→ **What this task involves**: Rewrite the material below as a numbered list, one item per line, covering only the lines from the one containing "answer like [725,730]." through the last line, both included. Leave out any blank lines.

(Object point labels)
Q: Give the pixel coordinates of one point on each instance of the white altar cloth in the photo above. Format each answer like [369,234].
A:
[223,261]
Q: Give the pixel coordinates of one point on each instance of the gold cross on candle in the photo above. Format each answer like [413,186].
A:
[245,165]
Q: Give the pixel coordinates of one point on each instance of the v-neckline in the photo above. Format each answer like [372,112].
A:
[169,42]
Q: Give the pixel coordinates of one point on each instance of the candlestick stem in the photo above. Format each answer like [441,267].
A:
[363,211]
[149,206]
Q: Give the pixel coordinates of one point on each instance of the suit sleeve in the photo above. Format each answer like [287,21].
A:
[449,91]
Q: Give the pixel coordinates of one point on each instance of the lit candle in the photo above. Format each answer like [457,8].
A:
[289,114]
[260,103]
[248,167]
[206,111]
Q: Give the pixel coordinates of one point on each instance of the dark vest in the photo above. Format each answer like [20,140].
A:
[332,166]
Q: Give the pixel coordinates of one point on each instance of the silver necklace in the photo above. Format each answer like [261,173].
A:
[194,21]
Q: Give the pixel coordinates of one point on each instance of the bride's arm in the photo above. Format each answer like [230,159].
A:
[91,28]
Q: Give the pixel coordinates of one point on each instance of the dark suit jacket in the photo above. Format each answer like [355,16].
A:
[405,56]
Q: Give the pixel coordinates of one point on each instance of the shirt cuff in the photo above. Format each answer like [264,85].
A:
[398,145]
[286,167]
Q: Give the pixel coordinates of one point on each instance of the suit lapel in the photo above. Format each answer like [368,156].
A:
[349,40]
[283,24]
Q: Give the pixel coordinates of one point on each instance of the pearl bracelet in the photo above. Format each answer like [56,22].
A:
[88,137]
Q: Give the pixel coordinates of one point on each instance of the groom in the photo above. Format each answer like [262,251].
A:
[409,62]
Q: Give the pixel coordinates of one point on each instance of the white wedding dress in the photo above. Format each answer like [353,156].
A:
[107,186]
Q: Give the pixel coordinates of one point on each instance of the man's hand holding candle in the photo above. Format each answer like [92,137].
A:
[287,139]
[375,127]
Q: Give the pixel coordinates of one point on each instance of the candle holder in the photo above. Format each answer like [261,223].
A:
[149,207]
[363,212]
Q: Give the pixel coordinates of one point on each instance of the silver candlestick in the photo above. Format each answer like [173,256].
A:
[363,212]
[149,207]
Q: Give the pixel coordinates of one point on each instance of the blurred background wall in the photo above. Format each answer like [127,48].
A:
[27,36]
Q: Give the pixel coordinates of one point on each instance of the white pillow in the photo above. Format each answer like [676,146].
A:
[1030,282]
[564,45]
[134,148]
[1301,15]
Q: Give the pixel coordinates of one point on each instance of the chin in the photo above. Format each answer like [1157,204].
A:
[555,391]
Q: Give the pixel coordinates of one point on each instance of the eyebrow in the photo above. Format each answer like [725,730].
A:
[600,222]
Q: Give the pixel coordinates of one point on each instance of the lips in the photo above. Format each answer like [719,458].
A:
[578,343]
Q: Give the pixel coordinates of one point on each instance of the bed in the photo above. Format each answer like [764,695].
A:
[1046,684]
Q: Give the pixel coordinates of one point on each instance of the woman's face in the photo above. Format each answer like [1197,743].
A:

→ **Exercise result**:
1. Q: Give the pixel coordinates of one point on each instance of the eyebrow in the photo above. Format each answer like [725,730].
2. A:
3. [600,222]
4. Q: Give the pixel coordinates of one point on each instance of the lips in the photo above. Format each answer like [719,458].
5. A:
6. [578,343]
7. Q: Give the pixel coordinates of one point on each instance of the bed in the photo above. Format each answer like [764,695].
8. A:
9. [1046,684]
10. Q: Give the pixel coordinates of one point on each instance of the woman's face in the photo above. Format each answer like [1197,743].
11. A:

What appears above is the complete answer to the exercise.